◆ Task statement ◆
Find every line in the entries below that contains the word "office" and copy each one in full. Case counts.

:: Provided data ::

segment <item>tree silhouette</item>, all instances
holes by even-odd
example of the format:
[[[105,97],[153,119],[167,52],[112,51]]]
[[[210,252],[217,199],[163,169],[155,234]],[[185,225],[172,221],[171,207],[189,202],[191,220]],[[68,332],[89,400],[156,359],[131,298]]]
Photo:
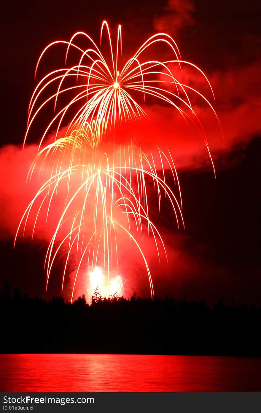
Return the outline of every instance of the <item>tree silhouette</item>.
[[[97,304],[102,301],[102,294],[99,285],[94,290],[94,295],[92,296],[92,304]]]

:::
:: Provided data ::

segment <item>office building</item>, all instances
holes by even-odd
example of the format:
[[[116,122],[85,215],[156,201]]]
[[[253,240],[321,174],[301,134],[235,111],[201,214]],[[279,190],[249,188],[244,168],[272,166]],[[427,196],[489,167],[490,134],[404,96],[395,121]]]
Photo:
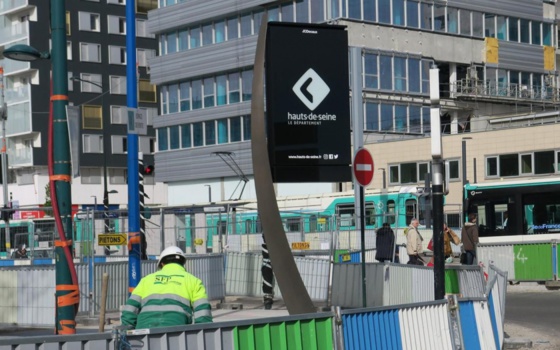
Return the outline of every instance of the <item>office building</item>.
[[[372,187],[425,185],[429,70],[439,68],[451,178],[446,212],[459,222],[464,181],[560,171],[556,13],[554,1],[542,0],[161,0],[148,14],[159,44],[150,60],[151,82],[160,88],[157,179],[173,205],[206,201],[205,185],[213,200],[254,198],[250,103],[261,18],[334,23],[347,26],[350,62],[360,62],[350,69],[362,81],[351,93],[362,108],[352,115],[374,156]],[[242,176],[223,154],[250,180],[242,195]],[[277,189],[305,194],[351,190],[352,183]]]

:::

◆ Answer in full ◆
segment <item>office building</item>, all instances
Return the outline of every instance of the <item>office building</item>.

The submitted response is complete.